• YOUR TASK: Can you update the lines beginning at the one that has "Query: wing feather" and stopping after the one that has "M 131 398 L", replacing "brown wing" with "tawny wing" and leaving everything else unchanged, and give back only those lines?
Start DATA FOR PROCESSING
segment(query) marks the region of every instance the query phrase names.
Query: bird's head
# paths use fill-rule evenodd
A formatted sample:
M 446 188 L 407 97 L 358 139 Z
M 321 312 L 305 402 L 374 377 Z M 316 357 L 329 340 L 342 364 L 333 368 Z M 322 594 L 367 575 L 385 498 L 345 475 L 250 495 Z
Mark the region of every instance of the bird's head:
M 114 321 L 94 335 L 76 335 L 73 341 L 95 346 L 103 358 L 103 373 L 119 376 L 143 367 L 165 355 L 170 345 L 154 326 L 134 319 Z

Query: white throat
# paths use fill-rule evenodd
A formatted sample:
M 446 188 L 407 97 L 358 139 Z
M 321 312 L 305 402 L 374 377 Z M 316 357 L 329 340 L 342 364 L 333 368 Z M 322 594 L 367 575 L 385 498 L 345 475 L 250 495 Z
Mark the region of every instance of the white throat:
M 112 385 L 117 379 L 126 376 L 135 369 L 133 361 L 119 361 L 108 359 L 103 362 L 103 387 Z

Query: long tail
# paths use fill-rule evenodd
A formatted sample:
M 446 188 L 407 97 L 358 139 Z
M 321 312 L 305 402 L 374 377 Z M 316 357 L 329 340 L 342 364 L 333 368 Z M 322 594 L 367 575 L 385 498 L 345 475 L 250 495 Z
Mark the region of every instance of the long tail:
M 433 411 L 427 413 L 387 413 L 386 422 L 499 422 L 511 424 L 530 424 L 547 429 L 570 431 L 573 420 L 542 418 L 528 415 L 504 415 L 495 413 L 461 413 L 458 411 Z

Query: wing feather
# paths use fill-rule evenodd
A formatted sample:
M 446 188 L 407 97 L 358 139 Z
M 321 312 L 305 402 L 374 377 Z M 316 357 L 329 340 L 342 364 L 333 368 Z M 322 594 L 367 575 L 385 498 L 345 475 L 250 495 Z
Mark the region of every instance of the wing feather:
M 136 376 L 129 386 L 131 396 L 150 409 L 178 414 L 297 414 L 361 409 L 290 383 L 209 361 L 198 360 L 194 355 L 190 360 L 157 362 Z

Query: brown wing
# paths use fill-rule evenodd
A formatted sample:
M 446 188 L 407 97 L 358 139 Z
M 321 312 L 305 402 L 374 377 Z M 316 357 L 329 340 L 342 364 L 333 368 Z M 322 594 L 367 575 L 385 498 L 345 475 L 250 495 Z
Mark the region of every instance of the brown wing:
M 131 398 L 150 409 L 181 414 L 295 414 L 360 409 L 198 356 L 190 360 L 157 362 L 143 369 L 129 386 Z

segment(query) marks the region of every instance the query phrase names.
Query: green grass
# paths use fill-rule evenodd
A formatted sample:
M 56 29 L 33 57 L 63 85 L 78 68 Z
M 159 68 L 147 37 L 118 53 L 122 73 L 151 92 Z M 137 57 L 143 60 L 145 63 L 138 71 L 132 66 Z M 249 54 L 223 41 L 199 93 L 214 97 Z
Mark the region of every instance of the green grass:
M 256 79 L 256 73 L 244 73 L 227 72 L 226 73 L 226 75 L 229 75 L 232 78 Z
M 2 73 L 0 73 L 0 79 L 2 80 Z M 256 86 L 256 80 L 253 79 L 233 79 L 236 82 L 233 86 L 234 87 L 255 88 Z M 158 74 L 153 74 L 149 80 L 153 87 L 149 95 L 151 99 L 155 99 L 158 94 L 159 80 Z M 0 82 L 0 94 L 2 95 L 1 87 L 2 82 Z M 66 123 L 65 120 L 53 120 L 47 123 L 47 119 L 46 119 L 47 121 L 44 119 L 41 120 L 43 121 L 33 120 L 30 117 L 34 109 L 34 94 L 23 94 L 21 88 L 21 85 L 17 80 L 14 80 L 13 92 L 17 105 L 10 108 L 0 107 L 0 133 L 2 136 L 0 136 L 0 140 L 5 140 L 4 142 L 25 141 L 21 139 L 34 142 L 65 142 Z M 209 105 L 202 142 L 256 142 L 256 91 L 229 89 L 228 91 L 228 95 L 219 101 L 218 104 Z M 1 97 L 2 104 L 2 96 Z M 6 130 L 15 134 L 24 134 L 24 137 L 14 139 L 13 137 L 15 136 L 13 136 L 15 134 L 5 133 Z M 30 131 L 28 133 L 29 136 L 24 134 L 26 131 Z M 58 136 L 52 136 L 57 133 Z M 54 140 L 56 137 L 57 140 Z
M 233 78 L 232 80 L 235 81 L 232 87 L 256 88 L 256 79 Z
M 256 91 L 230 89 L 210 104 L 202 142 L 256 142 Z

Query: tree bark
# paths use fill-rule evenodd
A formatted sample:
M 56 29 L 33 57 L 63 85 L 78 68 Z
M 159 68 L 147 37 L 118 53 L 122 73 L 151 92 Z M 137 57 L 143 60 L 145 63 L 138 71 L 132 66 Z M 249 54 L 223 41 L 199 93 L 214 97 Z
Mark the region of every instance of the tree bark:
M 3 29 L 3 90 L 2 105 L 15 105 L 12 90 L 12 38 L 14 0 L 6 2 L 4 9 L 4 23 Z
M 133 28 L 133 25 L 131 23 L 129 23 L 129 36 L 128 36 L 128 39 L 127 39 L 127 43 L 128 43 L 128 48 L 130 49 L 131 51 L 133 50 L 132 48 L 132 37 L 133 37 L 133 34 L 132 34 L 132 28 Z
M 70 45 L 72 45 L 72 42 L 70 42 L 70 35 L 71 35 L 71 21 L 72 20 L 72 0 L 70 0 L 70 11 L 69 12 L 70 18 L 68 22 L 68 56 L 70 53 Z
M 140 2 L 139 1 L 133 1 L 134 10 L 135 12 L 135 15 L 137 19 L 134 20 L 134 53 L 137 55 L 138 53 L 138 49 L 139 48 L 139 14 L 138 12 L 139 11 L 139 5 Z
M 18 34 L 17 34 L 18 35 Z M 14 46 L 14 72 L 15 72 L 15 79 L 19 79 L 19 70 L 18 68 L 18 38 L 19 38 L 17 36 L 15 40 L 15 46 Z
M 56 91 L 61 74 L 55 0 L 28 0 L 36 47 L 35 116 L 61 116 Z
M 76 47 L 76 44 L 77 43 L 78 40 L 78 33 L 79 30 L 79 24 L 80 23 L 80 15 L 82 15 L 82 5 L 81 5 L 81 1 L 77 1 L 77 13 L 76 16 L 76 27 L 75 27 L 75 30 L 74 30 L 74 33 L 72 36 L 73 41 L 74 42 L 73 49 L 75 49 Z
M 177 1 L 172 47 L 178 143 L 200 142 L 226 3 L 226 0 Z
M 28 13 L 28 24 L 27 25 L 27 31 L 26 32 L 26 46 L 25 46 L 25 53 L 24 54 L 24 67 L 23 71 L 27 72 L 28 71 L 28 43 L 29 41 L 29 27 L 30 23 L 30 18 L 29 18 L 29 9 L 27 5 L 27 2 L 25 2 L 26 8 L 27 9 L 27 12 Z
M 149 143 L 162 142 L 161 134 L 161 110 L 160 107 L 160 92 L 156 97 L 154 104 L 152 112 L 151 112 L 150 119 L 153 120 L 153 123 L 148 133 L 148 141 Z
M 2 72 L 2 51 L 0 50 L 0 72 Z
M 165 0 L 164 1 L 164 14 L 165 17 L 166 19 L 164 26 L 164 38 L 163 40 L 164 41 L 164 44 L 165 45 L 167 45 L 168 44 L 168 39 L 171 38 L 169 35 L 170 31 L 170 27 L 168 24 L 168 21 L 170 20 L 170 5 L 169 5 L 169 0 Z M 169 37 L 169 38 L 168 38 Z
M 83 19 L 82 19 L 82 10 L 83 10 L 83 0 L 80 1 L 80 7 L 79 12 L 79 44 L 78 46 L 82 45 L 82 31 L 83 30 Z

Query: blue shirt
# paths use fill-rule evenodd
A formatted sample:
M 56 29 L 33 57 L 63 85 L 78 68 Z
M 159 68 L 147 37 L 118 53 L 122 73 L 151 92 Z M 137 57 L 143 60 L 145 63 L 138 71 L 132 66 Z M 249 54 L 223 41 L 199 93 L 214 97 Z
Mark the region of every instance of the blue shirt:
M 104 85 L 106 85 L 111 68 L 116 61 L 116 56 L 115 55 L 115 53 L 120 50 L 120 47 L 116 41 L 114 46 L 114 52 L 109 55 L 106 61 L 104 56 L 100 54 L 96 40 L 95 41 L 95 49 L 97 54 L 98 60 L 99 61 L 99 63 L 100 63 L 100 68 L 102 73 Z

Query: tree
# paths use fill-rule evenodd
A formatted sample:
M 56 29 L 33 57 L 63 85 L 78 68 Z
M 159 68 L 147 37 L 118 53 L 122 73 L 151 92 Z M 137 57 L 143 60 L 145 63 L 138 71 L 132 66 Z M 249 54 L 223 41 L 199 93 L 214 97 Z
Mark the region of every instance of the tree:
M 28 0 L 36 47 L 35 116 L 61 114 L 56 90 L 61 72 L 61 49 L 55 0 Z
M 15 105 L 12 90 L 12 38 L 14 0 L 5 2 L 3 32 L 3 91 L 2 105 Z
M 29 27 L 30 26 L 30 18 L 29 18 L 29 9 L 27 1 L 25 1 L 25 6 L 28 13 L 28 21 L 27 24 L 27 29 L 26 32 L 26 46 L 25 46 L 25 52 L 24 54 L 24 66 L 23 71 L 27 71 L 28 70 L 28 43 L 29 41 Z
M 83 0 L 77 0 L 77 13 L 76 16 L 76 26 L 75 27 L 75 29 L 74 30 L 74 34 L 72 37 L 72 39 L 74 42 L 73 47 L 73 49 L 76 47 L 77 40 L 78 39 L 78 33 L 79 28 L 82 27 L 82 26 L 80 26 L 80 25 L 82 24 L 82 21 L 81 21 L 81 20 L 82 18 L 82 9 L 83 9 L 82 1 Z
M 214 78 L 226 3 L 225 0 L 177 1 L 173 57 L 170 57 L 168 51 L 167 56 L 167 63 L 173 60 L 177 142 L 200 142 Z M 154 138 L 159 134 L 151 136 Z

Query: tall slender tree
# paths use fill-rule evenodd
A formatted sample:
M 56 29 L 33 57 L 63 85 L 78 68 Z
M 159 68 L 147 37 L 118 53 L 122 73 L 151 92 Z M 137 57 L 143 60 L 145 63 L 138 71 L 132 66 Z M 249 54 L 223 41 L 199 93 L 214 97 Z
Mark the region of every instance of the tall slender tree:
End DATA FOR PROCESSING
• EXERCISE RESULT:
Query: wing feather
# paths use fill-rule evenodd
A formatted sample:
M 446 188 L 407 97 L 358 139 Z
M 321 312 L 305 402 L 374 377 Z M 316 357 L 329 340 L 342 364 L 333 368 Z M 322 594 L 367 575 L 385 498 L 345 475 L 250 495 Z
Mark the region of every instance of the wing feather:
M 136 376 L 129 386 L 131 396 L 150 409 L 178 414 L 297 414 L 361 409 L 290 383 L 209 361 L 198 360 L 194 355 L 190 360 L 157 362 Z

Query: tawny wing
# paths use fill-rule evenodd
A formatted sample:
M 446 188 L 407 97 L 358 139 Z
M 321 312 L 305 402 L 374 377 Z M 316 357 L 329 340 L 342 364 L 333 368 Z M 322 594 L 367 575 L 385 498 L 345 475 L 250 495 Z
Mark the region of every instance of the tawny wing:
M 131 398 L 150 409 L 181 414 L 295 414 L 360 409 L 198 356 L 190 360 L 157 362 L 143 369 L 129 386 Z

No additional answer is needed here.